Estratto fornito =
┄┄┄┄┄┄┄┄┄┄

STORIA. Che cosa vi ha deciso ad andare con i partigiani
di Tito?
R- Devo dire che non avevamo nessuna intenzione di andare con i
partigiani, che in quel momento erano anche assenti dal Montenegro. Forse
avremmo preferito andare con i cetnizi (cetnici), i nazionalisti serbi, che ci erano più
vicini per sentimenti di religione, di cultura, di educazione, e anche per
motivi politici. Per oltre un mese però abbiamo guerreggiato da soli, i cetnizi
ci aspettavano solo per saltarci addosso quando le avevamo prese dai tedeschi,
mentre quando combattevamo contro i tedeschi se ne stavano lontani a guardare.
S- Allora andare con i «titini»
è stata una scelta
obbligata?

┄┄┄┄┄┄┄┄┄┄

Dati registrati =
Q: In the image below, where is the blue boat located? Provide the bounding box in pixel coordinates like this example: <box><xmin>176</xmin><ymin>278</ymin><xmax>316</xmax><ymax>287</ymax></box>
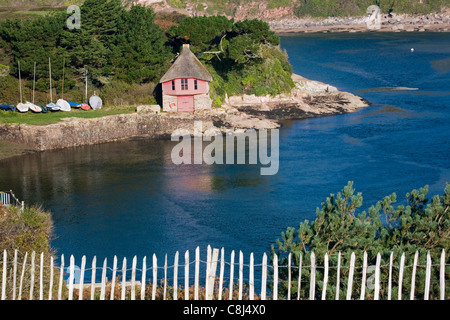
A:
<box><xmin>67</xmin><ymin>101</ymin><xmax>81</xmax><ymax>108</ymax></box>
<box><xmin>0</xmin><ymin>104</ymin><xmax>16</xmax><ymax>111</ymax></box>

┄┄┄┄┄┄┄┄┄┄

Compito assegnato = Ricopia senza alcuna modifica il brano sui partigiani di Tito, prendendo tutto da "R- Devo dire" giù fino a "lontani a guardare.".

Risultato =
R- Devo dire che non avevamo nessuna intenzione di andare con i
partigiani, che in quel momento erano anche assenti dal Montenegro. Forse
avremmo preferito andare con i cetnizi (cetnici), i nazionalisti serbi, che ci erano più
vicini per sentimenti di religione, di cultura, di educazione, e anche per
motivi politici. Per oltre un mese però abbiamo guerreggiato da soli, i cetnizi
ci aspettavano solo per saltarci addosso quando le avevamo prese dai tedeschi,
mentre quando combattevamo contro i tedeschi se ne stavano lontani a guardare.